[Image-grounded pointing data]
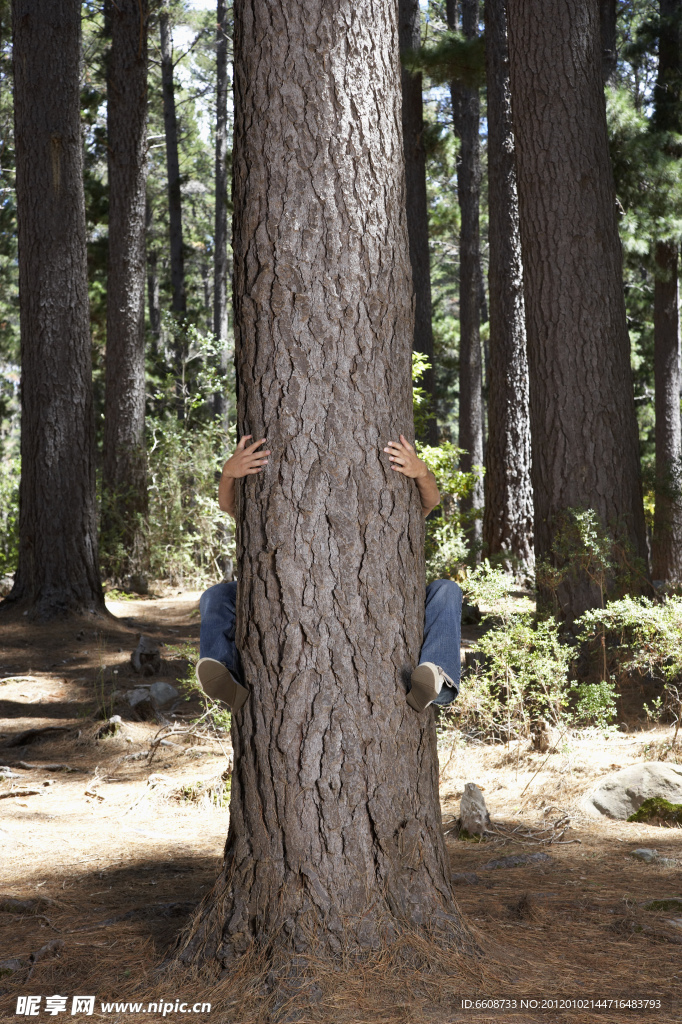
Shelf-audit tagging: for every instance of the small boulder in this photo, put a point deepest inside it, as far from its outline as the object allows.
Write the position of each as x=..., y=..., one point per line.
x=162, y=693
x=622, y=794
x=473, y=812
x=145, y=658
x=644, y=854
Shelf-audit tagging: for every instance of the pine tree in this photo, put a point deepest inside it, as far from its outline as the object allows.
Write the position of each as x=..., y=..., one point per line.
x=335, y=838
x=585, y=443
x=124, y=456
x=57, y=570
x=508, y=514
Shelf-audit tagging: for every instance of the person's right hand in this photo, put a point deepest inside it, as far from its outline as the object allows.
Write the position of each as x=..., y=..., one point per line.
x=245, y=460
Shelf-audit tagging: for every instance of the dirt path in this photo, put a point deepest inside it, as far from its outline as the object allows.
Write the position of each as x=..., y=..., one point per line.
x=110, y=854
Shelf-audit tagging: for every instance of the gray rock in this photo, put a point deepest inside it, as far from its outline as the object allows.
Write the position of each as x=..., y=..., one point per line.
x=622, y=794
x=644, y=854
x=135, y=696
x=145, y=658
x=10, y=966
x=516, y=860
x=163, y=693
x=473, y=812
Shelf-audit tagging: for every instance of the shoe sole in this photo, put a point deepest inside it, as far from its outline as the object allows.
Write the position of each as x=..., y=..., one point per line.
x=423, y=690
x=217, y=682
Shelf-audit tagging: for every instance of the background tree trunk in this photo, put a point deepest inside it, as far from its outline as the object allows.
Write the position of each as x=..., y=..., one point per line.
x=178, y=302
x=585, y=442
x=124, y=461
x=57, y=570
x=667, y=547
x=418, y=217
x=220, y=265
x=508, y=515
x=335, y=824
x=466, y=114
x=608, y=25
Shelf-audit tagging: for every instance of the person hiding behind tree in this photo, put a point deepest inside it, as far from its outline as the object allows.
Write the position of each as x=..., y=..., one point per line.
x=436, y=678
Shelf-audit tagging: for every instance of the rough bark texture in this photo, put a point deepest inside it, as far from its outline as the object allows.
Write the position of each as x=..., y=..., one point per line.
x=124, y=456
x=667, y=548
x=178, y=302
x=335, y=824
x=607, y=25
x=57, y=568
x=416, y=204
x=220, y=264
x=508, y=515
x=466, y=114
x=585, y=443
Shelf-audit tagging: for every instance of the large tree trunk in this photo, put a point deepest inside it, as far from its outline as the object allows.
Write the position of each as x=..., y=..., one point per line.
x=57, y=566
x=607, y=24
x=466, y=114
x=220, y=264
x=668, y=512
x=178, y=301
x=124, y=462
x=335, y=836
x=508, y=515
x=418, y=216
x=585, y=442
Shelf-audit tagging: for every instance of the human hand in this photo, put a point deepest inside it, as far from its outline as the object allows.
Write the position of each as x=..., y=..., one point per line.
x=405, y=460
x=245, y=460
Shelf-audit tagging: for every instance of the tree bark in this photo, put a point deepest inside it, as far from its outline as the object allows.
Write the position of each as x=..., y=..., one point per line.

> Task to carry out: Across all lines of the data above, count those that contain the word "hand", giving the number without further comment.

> Exercise response: 2